- GOAL
Collect every line below that contains the string "painting", and copy each one unchanged.

..........

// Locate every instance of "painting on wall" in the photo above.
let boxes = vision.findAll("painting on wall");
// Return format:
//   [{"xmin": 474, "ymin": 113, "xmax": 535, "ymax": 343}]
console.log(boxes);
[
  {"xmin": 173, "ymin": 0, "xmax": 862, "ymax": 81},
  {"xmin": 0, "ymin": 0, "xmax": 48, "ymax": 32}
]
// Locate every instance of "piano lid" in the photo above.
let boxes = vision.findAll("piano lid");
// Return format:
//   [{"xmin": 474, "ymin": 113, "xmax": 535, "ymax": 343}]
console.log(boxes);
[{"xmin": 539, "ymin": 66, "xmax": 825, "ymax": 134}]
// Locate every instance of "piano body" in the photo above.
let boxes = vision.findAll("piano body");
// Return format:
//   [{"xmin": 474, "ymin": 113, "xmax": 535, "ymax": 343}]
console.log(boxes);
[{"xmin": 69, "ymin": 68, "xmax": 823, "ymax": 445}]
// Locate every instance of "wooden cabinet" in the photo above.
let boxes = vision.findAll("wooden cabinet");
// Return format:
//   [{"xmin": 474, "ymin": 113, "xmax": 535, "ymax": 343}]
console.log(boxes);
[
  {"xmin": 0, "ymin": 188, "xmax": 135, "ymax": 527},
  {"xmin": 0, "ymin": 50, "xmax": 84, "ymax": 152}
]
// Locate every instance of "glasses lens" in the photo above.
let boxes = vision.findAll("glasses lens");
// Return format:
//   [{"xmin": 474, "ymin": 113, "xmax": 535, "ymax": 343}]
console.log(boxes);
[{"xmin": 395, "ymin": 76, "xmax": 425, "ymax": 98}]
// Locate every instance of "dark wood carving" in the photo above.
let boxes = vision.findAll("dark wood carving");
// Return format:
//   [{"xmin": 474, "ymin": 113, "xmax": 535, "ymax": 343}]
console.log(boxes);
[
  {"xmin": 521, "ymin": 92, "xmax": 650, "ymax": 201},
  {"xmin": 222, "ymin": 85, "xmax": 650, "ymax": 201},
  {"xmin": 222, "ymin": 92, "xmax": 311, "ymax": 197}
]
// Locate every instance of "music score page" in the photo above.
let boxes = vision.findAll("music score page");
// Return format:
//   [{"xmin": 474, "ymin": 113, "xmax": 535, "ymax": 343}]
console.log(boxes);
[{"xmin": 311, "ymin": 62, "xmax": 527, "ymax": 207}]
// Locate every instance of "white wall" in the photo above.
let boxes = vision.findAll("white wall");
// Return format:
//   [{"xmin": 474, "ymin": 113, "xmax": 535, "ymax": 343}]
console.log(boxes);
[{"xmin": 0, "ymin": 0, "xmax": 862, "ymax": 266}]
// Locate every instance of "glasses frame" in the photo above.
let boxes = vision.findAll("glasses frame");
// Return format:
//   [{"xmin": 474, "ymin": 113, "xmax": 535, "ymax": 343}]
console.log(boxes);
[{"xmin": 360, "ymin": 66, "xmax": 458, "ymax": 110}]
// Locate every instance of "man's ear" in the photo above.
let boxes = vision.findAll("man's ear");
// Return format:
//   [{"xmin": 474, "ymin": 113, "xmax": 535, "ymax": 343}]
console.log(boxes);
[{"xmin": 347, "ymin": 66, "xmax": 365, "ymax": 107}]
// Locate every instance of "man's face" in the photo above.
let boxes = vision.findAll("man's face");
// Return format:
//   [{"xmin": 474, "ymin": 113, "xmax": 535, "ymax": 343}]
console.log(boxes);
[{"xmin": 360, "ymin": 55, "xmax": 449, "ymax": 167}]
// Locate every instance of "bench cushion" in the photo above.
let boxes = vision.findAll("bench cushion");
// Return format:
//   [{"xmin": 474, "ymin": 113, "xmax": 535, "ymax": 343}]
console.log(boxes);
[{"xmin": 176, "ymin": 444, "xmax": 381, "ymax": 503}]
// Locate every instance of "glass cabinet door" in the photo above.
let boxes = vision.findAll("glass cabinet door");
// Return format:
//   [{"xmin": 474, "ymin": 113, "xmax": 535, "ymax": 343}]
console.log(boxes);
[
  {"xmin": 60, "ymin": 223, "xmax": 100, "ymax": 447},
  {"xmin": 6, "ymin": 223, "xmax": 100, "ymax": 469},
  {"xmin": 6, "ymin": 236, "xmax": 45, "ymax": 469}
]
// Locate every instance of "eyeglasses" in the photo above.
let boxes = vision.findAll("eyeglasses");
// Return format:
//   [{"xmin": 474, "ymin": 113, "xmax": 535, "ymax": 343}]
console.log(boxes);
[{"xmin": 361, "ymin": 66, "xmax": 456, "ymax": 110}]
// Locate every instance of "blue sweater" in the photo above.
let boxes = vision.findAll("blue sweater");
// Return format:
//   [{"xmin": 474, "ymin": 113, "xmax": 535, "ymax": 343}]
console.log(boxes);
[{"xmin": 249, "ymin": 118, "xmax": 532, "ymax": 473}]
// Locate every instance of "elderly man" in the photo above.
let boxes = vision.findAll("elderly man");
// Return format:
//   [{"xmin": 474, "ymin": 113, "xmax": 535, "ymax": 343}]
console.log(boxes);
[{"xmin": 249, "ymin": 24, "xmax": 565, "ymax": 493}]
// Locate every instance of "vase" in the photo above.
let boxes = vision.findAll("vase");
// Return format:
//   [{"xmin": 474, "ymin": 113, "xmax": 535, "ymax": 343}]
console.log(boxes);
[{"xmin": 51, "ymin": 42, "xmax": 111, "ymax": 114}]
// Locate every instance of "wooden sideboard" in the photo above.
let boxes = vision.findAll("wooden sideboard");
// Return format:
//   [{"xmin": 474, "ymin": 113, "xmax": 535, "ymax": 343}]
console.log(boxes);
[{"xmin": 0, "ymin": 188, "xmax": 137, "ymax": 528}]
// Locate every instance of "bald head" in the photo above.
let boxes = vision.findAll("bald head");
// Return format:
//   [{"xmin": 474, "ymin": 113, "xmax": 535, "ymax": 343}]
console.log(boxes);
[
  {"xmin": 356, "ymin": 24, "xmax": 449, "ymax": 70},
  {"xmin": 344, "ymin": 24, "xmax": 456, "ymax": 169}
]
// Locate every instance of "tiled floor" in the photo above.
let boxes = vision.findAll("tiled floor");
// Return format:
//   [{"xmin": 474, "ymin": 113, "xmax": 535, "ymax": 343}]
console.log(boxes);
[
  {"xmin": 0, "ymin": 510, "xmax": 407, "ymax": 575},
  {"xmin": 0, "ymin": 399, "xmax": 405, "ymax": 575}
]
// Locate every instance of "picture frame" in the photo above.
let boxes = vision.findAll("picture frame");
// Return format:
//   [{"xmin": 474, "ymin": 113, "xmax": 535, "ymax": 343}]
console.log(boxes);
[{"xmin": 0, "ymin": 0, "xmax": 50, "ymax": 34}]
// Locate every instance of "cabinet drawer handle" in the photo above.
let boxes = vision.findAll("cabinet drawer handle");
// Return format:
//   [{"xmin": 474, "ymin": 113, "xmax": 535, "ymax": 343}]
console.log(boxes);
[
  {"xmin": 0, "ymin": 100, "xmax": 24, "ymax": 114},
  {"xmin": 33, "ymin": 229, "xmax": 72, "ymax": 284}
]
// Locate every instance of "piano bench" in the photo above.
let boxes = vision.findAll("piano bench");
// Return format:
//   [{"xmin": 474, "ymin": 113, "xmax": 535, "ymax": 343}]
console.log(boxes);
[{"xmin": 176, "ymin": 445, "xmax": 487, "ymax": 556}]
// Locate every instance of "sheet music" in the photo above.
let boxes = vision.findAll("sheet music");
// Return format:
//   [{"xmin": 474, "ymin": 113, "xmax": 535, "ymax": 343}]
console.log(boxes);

..........

- THE RESPONSE
// Locate every instance of "painting on wall" in the photo above.
let boxes = vision.findAll("painting on wall");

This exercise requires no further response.